··· INFORMATION ···

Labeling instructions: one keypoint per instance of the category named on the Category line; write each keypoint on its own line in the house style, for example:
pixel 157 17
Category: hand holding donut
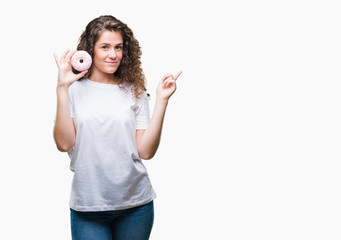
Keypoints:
pixel 65 75
pixel 167 86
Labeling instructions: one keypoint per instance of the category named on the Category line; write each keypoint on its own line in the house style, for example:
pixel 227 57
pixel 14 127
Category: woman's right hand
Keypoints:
pixel 65 75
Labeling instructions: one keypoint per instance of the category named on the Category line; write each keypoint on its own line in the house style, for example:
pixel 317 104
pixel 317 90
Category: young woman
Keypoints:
pixel 103 122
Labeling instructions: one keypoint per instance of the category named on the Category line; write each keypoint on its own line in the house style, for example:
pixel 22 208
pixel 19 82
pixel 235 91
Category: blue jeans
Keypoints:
pixel 128 224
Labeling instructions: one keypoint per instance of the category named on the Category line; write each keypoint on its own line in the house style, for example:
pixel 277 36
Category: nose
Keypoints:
pixel 112 54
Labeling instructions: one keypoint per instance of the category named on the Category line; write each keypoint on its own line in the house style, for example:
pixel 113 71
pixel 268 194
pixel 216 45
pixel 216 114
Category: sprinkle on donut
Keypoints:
pixel 81 61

···

Write out exactly and only the lines that run from the start of the data above through the line containing "pixel 235 91", leaving the pictures out.

RESULT OF THE EXERCISE:
Labeling instructions: one keypoint per instance of the category named on the Category line; write each keypoint on its own line in the house style, for example:
pixel 157 17
Category: hand holding donut
Keypoints:
pixel 65 75
pixel 167 86
Labeling instructions: one keypoint per instance of the category named on the Category line; write each keypoint on its own line in the house style, for example:
pixel 227 57
pixel 14 127
Category: woman's right hand
Keypoints:
pixel 65 75
Labeling instructions: one keypoint per instance of the category named on the Category line; write each keypoint on its own line in the house style, for example:
pixel 317 104
pixel 317 90
Category: young woman
Keypoints:
pixel 103 122
Labeling instructions: one keypoint per instance of the category named on the Category line; write each keypoint on its own line in the house style, for example:
pixel 22 208
pixel 19 82
pixel 235 91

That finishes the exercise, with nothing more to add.